WHAT YOU SHOULD DO -
Only the text of the records below belongs in the answer, copied exactly, with pictures omitted.

%%

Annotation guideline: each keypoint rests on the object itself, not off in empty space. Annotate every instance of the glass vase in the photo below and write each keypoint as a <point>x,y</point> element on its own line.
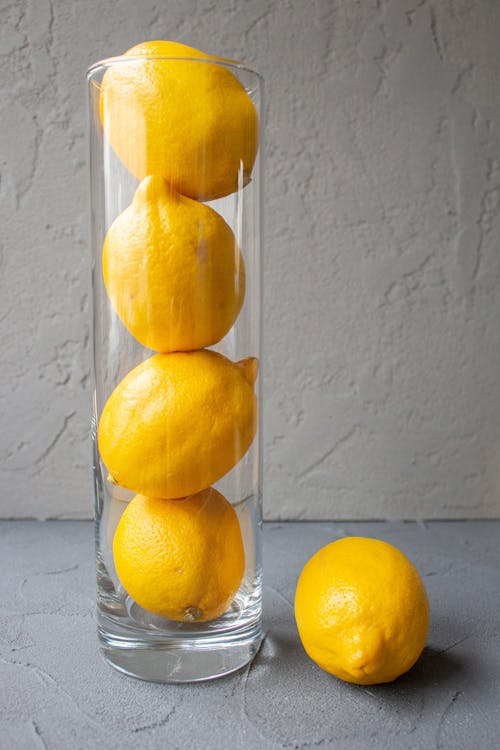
<point>175,193</point>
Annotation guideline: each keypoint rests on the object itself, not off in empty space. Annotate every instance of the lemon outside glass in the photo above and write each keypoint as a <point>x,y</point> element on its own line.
<point>147,641</point>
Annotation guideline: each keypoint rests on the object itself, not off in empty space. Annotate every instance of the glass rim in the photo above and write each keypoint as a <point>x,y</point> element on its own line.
<point>109,62</point>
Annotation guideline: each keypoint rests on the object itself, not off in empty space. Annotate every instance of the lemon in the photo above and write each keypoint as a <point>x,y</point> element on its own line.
<point>181,559</point>
<point>189,120</point>
<point>172,270</point>
<point>178,422</point>
<point>362,611</point>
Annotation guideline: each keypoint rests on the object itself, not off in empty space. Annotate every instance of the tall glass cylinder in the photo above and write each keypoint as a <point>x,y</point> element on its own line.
<point>176,273</point>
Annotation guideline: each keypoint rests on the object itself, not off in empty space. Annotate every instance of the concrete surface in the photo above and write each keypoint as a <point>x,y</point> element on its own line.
<point>55,692</point>
<point>382,267</point>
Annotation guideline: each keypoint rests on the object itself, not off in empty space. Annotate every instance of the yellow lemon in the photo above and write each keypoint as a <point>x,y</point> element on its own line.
<point>181,559</point>
<point>172,270</point>
<point>189,120</point>
<point>178,422</point>
<point>362,611</point>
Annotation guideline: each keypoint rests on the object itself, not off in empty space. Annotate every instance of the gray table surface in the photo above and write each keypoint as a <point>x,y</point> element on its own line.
<point>56,692</point>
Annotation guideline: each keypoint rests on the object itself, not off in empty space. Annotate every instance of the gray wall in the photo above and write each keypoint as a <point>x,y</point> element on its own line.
<point>382,258</point>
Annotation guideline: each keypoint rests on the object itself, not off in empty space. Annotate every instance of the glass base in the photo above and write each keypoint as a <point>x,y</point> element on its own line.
<point>185,659</point>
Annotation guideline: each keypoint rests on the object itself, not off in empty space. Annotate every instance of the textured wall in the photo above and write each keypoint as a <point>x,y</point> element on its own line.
<point>382,257</point>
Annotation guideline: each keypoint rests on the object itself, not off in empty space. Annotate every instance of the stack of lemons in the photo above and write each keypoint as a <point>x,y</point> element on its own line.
<point>187,130</point>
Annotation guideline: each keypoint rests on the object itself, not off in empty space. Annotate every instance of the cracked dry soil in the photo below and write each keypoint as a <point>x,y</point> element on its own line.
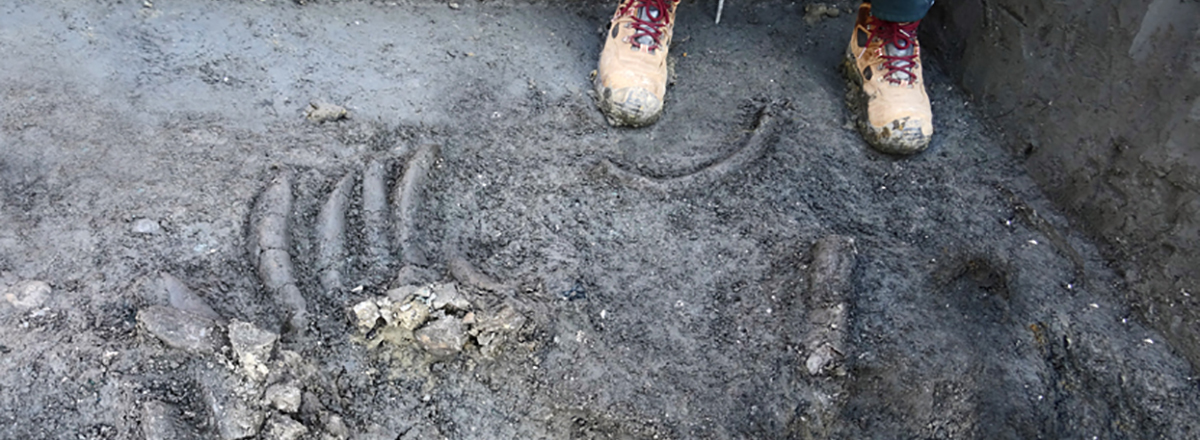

%%

EXERCISE ANSWER -
Annotation guideline: each keypoint rests on the object itself, not off in empty space. Annotate every instance of the glass vase in the photo below and write each keypoint as a <point>x,y</point> element on its own line.
<point>175,193</point>
Annotation guideline: each keypoint rests on the object itself, not off in empty space. Annotate every instance of the lemon outside glass in the photo above and write each keypoint as a <point>x,y</point> element on its own line.
<point>147,641</point>
Annotation guideline: each keypoint rests on the object itself, not off in empty space. Annotate every instance of the glass rim in the photo above and write each keypoint as a <point>x,y</point> element on its own line.
<point>109,62</point>
Annotation guideline: each keypoint rests on the object itself, not off in empty space. Annotate every instance of the lemon in the photo above and write each keypoint as a <point>x,y</point> element on its own line.
<point>181,559</point>
<point>189,120</point>
<point>172,270</point>
<point>178,422</point>
<point>362,611</point>
Annotation guideline: each keypoint rests on the object itself, not off in empty space. Annotate every instance of the tall glass cylinder in the photo above and write each keypoint as a <point>x,y</point> element on its own line.
<point>176,273</point>
Annotation guideline: each keypoint rests on the object itself, not off in empty space. Annotate every instance of the concrete surface in the photo above and write each keypoint as a <point>x,y</point> element on its own line.
<point>55,692</point>
<point>382,267</point>
Annotation guideline: each keypoint rests on the object itself, not off in empty space. Annotate every instance of the yellow lemon in the photo above and write each keypoint as a <point>x,y</point> element on its own line.
<point>181,559</point>
<point>172,270</point>
<point>189,120</point>
<point>178,422</point>
<point>362,611</point>
Annotation guideline: each keypoint rests on the object itself, not off in empty space. Annotate every instance of the gray table surface in the photo above and write each keypoint as a <point>x,y</point> element on its own line.
<point>56,692</point>
Annotation guideline: each keypoint rests on the object itself, not off in empty space. Annotate every instance of the gray wall in the photo above and write each keypoint as a <point>x,y</point> element on its own line.
<point>382,258</point>
Annotation guideline: each keypoint rests on the object itself, not off in empty space. Annotate every instance of the glass base in the photo above and write each keypoint as a <point>x,y</point> element on its own line.
<point>185,659</point>
Annotation guideline: each keypoint rests on the object itself, not off in empty space. Annotate every instance of the textured wall in the photo above and write each keypoint as a <point>x,y</point> element on its own line.
<point>382,257</point>
Annotation guideline: each keypoint rests on the object itself, not off in empty space. Annotate every instance of the stack of lemons in the photo above and write each keypoint as a <point>x,y</point> element on its own line.
<point>187,130</point>
Annotation guideline: each keypoint rests on the object itself, not off in empty space. Annotate every instance of the cracked dry soil in the photo below and write each keypoint as a <point>x,y</point> element on its own line.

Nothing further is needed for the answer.